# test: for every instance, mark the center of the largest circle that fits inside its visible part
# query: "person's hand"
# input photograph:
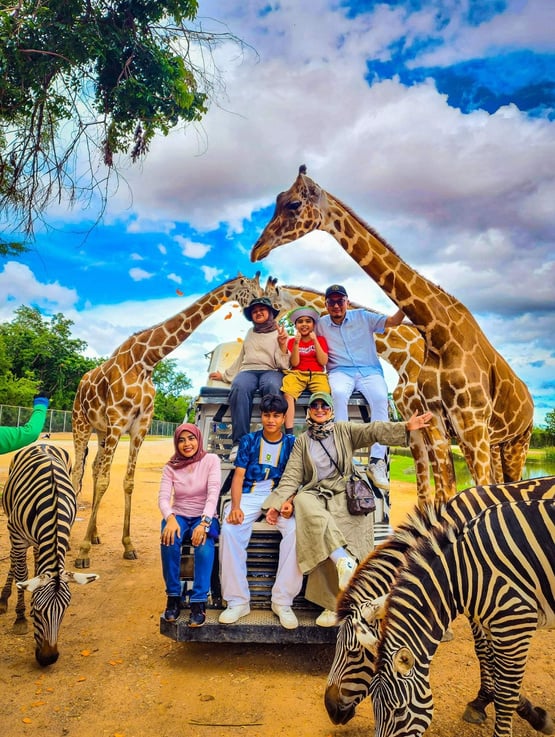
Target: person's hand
(169, 532)
(235, 517)
(199, 536)
(287, 509)
(282, 336)
(41, 400)
(417, 422)
(272, 516)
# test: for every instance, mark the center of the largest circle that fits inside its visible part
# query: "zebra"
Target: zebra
(40, 504)
(499, 570)
(354, 664)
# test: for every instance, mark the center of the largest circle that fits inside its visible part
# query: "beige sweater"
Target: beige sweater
(323, 522)
(259, 352)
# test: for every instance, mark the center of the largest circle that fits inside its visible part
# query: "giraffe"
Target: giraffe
(468, 386)
(401, 346)
(117, 397)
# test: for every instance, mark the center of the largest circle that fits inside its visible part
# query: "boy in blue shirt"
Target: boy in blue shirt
(261, 460)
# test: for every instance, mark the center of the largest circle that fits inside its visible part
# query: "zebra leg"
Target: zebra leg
(475, 711)
(6, 592)
(537, 717)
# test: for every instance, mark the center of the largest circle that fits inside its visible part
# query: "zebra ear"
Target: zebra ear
(33, 583)
(370, 611)
(81, 578)
(365, 637)
(403, 661)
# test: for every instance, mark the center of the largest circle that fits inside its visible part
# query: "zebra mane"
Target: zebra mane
(389, 558)
(426, 553)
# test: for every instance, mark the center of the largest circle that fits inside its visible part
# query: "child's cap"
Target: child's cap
(303, 312)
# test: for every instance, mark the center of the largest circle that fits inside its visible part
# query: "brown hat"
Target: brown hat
(336, 289)
(263, 302)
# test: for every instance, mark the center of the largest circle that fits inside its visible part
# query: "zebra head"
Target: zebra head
(401, 694)
(50, 599)
(354, 664)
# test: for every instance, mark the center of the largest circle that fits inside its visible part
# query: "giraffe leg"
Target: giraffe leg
(101, 473)
(80, 446)
(135, 442)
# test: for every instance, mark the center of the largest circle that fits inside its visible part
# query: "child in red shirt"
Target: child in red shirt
(308, 358)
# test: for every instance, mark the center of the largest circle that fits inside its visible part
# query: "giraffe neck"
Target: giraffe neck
(423, 302)
(153, 344)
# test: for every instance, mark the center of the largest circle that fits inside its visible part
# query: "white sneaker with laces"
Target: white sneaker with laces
(286, 616)
(377, 472)
(345, 569)
(327, 618)
(233, 613)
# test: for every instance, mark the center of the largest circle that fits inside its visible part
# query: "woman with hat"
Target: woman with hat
(258, 366)
(330, 541)
(308, 356)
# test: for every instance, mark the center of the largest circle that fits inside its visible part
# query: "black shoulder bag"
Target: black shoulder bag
(360, 497)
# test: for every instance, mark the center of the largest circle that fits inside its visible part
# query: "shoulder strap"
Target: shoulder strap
(329, 456)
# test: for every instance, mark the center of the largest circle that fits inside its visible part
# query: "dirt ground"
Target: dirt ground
(117, 676)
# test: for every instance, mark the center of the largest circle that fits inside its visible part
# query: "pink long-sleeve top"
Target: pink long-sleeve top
(191, 491)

=-=-=-=-=

== What to work on ==
Copy exactly the lines that begin with the one containing "Target: dirt ground" and continue to the end of the records, both included, and nothing more.

== Response area ==
Target: dirt ground
(117, 676)
# test: for every instance, mark the center of the largest circle that fits inside its visible part
# query: "pink long-sleeve top"
Target: pink long-sleeve top
(191, 491)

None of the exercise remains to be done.